[Goal of the exercise]:
Rewrite only the lines from the one containing "fence rail, written" through the one containing "x=236 y=157", inclusive, changing "sample" to "model" and leaving everything else as it is.
** START **
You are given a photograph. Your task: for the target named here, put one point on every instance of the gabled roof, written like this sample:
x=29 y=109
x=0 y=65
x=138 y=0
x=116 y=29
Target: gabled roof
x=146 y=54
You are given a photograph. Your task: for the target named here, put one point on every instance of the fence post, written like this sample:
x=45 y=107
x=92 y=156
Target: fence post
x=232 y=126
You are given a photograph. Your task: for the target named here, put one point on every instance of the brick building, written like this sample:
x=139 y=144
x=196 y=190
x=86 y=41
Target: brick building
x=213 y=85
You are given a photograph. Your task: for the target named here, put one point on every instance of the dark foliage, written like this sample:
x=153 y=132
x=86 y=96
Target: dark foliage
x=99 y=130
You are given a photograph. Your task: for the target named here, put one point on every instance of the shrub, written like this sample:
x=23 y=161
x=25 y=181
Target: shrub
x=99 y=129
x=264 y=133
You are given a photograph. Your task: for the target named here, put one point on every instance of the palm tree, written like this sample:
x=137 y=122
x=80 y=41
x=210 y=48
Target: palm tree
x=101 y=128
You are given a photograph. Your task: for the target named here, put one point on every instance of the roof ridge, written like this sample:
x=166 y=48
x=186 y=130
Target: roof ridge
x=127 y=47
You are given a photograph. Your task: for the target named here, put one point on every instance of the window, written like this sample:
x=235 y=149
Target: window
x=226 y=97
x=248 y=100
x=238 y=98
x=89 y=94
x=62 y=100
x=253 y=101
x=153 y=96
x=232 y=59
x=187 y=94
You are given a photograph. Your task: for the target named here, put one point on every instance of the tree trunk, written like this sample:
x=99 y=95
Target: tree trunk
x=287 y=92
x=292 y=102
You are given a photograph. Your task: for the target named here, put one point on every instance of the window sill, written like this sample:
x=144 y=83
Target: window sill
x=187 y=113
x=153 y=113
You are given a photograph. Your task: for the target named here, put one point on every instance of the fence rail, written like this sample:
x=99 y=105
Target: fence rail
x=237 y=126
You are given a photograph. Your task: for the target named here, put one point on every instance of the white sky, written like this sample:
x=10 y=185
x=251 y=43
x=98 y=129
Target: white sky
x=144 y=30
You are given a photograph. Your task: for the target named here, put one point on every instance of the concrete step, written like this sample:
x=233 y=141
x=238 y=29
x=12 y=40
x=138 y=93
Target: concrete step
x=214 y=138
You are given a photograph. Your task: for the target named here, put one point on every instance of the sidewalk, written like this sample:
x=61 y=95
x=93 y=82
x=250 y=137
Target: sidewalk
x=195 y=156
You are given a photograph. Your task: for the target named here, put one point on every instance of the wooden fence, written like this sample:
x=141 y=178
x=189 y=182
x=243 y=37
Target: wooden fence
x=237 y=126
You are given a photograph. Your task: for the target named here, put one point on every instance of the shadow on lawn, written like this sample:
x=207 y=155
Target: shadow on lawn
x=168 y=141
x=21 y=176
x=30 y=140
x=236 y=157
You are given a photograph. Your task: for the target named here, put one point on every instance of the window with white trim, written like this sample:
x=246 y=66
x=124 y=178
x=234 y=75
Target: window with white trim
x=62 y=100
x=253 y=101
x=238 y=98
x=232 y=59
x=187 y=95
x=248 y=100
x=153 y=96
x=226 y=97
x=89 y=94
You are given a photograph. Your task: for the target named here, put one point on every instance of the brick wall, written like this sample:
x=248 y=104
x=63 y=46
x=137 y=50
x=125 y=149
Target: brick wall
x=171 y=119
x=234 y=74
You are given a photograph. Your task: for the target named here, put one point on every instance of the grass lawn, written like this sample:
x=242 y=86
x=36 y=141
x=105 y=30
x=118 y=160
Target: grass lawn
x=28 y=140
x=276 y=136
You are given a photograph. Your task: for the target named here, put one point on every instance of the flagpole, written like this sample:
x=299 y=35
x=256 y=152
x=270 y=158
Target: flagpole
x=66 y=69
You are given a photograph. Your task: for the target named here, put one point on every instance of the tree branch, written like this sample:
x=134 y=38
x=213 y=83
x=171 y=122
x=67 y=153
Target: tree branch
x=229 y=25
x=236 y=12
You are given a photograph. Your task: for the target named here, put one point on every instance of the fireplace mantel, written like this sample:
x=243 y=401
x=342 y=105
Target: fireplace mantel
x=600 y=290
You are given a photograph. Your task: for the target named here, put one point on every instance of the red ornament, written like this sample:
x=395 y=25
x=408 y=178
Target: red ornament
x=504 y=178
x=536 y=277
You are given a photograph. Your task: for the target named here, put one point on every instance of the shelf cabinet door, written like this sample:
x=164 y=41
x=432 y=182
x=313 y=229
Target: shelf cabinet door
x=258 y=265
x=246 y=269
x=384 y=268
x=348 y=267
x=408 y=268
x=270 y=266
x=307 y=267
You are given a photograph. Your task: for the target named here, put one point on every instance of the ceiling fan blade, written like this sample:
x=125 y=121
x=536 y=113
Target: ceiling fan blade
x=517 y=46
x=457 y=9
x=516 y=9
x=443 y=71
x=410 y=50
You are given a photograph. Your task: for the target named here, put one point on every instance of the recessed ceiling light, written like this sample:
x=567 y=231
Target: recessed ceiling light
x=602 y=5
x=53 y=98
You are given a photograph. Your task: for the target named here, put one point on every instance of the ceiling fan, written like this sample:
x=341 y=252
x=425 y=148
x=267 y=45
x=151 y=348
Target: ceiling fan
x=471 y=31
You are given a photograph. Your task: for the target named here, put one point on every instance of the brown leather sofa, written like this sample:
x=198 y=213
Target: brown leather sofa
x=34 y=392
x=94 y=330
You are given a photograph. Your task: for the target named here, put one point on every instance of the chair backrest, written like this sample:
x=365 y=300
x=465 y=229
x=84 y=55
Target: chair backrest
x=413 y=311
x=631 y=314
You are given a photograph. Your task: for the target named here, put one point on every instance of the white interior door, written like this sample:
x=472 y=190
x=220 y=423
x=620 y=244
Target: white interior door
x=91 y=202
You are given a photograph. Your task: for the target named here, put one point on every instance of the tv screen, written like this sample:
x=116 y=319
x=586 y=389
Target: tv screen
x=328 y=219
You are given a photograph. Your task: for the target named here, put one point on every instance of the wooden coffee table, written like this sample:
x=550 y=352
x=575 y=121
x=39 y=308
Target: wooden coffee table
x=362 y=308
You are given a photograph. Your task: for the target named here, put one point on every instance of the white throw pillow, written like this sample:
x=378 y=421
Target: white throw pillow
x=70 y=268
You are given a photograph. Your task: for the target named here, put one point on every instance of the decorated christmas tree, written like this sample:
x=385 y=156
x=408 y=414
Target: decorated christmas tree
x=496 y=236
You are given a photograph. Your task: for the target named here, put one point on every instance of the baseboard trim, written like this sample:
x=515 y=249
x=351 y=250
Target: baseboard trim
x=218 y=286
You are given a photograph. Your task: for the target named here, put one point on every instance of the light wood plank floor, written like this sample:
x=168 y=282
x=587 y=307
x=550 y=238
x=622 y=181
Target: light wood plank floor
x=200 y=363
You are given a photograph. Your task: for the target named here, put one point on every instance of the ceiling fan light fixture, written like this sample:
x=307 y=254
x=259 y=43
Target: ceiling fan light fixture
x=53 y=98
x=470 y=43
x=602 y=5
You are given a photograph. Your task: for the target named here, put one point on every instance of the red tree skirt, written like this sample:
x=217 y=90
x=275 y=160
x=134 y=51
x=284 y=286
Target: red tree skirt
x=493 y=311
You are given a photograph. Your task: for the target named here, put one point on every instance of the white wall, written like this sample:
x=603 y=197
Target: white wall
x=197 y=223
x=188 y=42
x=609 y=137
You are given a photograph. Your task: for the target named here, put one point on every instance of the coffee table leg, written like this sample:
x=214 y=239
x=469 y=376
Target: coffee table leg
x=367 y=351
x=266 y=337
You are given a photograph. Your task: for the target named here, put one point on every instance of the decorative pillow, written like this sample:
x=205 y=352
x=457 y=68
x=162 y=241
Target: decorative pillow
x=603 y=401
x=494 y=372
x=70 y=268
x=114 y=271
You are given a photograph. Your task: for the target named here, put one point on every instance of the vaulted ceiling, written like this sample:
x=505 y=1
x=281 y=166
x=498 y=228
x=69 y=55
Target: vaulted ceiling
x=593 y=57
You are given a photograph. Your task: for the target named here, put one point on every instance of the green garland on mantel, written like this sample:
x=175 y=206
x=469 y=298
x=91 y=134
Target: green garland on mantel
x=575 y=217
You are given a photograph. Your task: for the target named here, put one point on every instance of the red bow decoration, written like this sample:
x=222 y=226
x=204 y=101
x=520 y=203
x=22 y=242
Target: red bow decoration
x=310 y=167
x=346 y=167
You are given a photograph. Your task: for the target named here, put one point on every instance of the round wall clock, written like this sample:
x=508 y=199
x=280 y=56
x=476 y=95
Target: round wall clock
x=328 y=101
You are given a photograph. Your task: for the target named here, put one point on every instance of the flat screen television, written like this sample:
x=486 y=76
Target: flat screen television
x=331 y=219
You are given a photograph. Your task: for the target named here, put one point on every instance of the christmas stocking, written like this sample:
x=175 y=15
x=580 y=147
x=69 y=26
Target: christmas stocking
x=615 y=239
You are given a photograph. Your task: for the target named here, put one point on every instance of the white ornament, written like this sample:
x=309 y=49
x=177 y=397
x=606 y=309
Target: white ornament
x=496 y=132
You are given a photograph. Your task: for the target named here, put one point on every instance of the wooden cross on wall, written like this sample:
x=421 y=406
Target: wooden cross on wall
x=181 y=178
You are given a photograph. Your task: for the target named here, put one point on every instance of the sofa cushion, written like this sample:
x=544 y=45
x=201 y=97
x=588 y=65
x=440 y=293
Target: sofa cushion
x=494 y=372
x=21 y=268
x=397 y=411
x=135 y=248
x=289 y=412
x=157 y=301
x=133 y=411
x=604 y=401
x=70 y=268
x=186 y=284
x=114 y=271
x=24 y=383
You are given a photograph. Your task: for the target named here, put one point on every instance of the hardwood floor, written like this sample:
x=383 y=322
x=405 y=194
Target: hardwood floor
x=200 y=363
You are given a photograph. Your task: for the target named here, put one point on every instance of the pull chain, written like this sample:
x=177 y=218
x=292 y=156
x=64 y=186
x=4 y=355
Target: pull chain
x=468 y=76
** END **
** START **
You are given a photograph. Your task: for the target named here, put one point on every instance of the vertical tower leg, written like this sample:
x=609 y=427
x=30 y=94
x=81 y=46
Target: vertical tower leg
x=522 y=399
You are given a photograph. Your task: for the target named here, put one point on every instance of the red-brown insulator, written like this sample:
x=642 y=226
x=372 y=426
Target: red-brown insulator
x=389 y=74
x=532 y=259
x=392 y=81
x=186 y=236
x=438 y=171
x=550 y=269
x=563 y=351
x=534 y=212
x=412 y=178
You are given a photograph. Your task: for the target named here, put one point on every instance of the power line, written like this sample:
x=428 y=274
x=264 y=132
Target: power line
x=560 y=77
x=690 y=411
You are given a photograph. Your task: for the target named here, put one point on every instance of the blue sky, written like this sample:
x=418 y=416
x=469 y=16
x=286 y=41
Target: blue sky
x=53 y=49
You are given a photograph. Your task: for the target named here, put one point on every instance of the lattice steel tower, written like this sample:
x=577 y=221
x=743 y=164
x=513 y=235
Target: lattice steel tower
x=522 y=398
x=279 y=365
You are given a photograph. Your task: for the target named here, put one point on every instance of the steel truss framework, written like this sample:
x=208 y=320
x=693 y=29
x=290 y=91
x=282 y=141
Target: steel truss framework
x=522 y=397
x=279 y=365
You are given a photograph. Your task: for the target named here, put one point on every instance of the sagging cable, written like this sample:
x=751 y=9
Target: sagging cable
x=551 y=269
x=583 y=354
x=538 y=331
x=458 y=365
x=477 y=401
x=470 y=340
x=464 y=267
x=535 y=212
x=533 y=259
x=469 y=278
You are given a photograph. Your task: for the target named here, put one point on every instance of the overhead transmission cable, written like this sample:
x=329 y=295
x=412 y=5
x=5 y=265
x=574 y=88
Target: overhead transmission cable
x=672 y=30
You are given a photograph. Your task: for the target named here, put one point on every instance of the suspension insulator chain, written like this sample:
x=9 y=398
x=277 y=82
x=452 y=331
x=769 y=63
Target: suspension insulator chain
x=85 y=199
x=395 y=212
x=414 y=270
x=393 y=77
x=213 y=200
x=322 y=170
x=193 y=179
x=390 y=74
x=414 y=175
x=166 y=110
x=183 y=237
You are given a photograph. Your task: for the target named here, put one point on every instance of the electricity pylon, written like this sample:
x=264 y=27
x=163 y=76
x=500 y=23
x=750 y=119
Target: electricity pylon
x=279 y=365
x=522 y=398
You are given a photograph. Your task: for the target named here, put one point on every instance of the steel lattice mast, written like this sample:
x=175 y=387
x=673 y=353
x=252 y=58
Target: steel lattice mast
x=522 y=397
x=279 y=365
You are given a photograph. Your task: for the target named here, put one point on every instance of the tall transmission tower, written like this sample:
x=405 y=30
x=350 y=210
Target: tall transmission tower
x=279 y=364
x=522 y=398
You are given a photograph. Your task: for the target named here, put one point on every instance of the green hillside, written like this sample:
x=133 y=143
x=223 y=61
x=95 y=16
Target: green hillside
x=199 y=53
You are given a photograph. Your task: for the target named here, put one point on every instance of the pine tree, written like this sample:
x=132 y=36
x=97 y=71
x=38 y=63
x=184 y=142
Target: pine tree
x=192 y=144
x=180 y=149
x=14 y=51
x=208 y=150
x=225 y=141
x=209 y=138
** END **
[Output for this exercise]:
You are given a photograph. Your task: for the target named here, put one point on every instance of the fence rail, written like this model:
x=99 y=105
Target: fence rail
x=237 y=126
You are given a photograph. Your task: for the target named here, put one point on every instance of the white sky, written like this model:
x=10 y=185
x=251 y=43
x=98 y=129
Target: white sky
x=144 y=30
You are given a photograph. Your task: for the target named here, put one point on every instance of the concrete step, written like this model:
x=233 y=141
x=238 y=29
x=12 y=40
x=138 y=93
Target: concrete step
x=214 y=138
You are given a photograph. Your task: for the target named here, put one point on every instance of the sidewalk, written like this model:
x=61 y=95
x=93 y=82
x=250 y=137
Target: sidewalk
x=195 y=156
You are given a photograph. Your task: for the target named here, put one point on every instance of the wooden fence, written like this model:
x=141 y=178
x=189 y=182
x=243 y=37
Target: wooden fence
x=237 y=126
You are given a photograph. Your task: for the target named here, put one point on every instance of the shadow on lawn, written like this model:
x=207 y=155
Target: shadow on lawn
x=168 y=141
x=21 y=176
x=30 y=140
x=236 y=157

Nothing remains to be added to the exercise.